## EXCERPTED PASSAGE
The only official Audi source I can find is on the configurator, on their German website. I sat down and configured a TTS with toys and that came to almost 67,000 Euro, that's £60k for a TTS with a few options. If that's going to translate to the UK market, well, just crazy. I could get a new Porsche 718 Cayman S with toys for the same money and have a manual gearbox. The TT RS will be even more, so probably close to a 718 Cayman GTS! If that's the way things turn out, Audi has lost the plot.


----------



## Pontypwl (Feb 17, 2016)

I just compared the invoice for my recently ordered 45 BE; it was almost exactly the same total as the invoice for the TTS I ordered in 2016. Discussing this with the salesman at my local Audi dealership, he agreed that a TTS BE was likely to come in around 48-50k with the recently announced TT RS to cost somewhere close to 60k.


----------



## 35mphspeedlimit (Sep 25, 2010)

Pontypwl said:


> I just compared the invoice for my recently ordered 45 BE; it was almost exactly the same total as the invoice for the TTS I ordered in 2016. Discussing this with the salesman at my local Audi dealership, he agreed that a TTS BE was likely to come in around 48-50k with the recently announced TT RS to cost somewhere close to 60k.


Just checked my order from late 2014 (delivered May 2015) for a full spec TTS and the UK price was £49,475 so I'd be surprised if it wasn't more than £50k now. A decent TT 40BE now comes out at £39,625 without all of the toys so not so bad.


----------



## steamcake (Jan 22, 2012)

If you buy a black edition it isn't a TTS whether you justify it or not. Every time a TTS drives past you, you'll think oh I could have one of them but I didn't for the sake of a few quid. A TTS will depreciate must less than a black edition. Regarding the b&o... the 'mid range' system that comes with the tech pack is better anyway! That's from someone who has had both. You'll regret not buying a TTS I think...

Sent from my iPhone using Tapatalk


----------



## Mark Pred (Feb 1, 2017)

steamcake said:


> If you buy a black edition it isn't a TTS whether you justify it or not. Every time a TTS drives past you, you'll think oh I could have one of them but I didn't for the sake of a few quid. A TTS will depreciate must less than a black edition. Regarding the b&o... the 'mid range' system that comes with the tech pack is better anyway! That's from someone who has had both. You'll regret not buying a TTS I think...
> 
> Sent from my iPhone using Tapatalk


Agreed, but not when it comes to B&O. I had the Audi sound system in a previous car, it was utter crap. B&O in the TT is night and day better.


----------



## Mark Pred (Feb 1, 2017)

35mphspeedlimit said:


> Pontypwl said:
> 
> 
> > I just compared the invoice for my recently ordered 45 BE; it was almost exactly the same total as the invoice for the TTS I ordered in 2016. Discussing this with the salesman at my local Audi dealership, he agreed that a TTS BE was likely to come in around 48-50k with the recently announced TT RS to cost somewhere close to 60k.
> ...

## MATERIAL
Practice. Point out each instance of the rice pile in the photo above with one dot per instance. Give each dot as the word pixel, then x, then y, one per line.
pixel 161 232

## TASKS TO CARRY OUT
(1) Answer these questions from the TTS pricing thread:
(a) What total did the TTS configured on Audi's German website come to?
(b) What UK price was paid for the full spec TTS ordered in late 2014?
(c) How does Mark Pred say the B&O system in the TT compares with the Audi sound system from a previous car?
(2) Using the TTS pricing thread, decide whether each statement agrees with it. Answer yes or no and quote the words that decide it.
(a) The dealership salesman expected the TT RS to cost close to 60k.
(b) The first poster said the Porsche 718 Cayman S would come with an automatic gearbox.
(c) A TT 40BE comes out at £39,625 with all of the toys.
(3) Extend the TTS pricing thread from the point where it stops.

## ANSWERS FOR THE EXERCISE
(1)
(a) Almost 67,000 Euro.
(b) £49,475.
(c) It is "night and day better."

(2)
(a) Yes: "with the recently announced TT RS to cost somewhere close to 60k"
(b) No: "have a manual gearbox"
(c) No: "A decent TT 40BE now comes out at £39,625 without all of the toys"

(3)
TT Coupe Black Edition 45 TFSI quattro S tronic - ROTR = £40,780 (UK price)

TTS Coupe Competition Package - ROTR = £53,134

TT RS Coupe - ROTR = £59,628

Not too sure where you guys are getting your figures from, but I got the figures for the TTS and RS off Audi Germany's website and then converted to pounds. So with a few options, you're looking a TTS in competition guise with a few toys approaching £60k and a moderate spec TTRS at £70k. It will be interesting how this translates to the UK, but I think I am quite close, as I configured the 45 TT BE on the UK site, with a fairly modest spec and it came to £45,735. Anyone who thinks that's good value for a non S variant, well, here's the link https://www.specsavers.co.uk/ :lol:


----------



## ROBH49 (Jun 13, 2013)

Face-lifted TTS in now on the configurator at a starting price of just over £44.500 pounds, but it won`t let you option one up at present. The roadster is also shown at £46.500, will be in the mid 50k mark with a few must have options I`m guessing.  :lol: :lol:


----------



## Blade Runner (Feb 16, 2018)

ROBH49 said:


> Face-lifted TTS in now on the configurator at a starting price of just over £44.500 pounds, but it won`t let you option one up at present. The roadster is also shown at £46.500, will be in the mid 50k mark with a few must have options I`m guessing.  :lol: :lol:


The options are now on the configurator, so someone's obviously been busy today. 
Despite worries about a big price hike, it looks like the TTS prices are about the same as the 2018 pre-facelift model?


----------



## F1SpaceMonkey (Nov 21, 2015)

Blade Runner said:


> ROBH49 said:
> 
> 
> > Face-lifted TTS in now on the configurator at a starting price of just over £44.500 pounds, but it won`t let you option one up at present. The roadster is also shown at £46.500, will be in the mid 50k mark with a few must have options I`m guessing.  :lol: :lol:
> ...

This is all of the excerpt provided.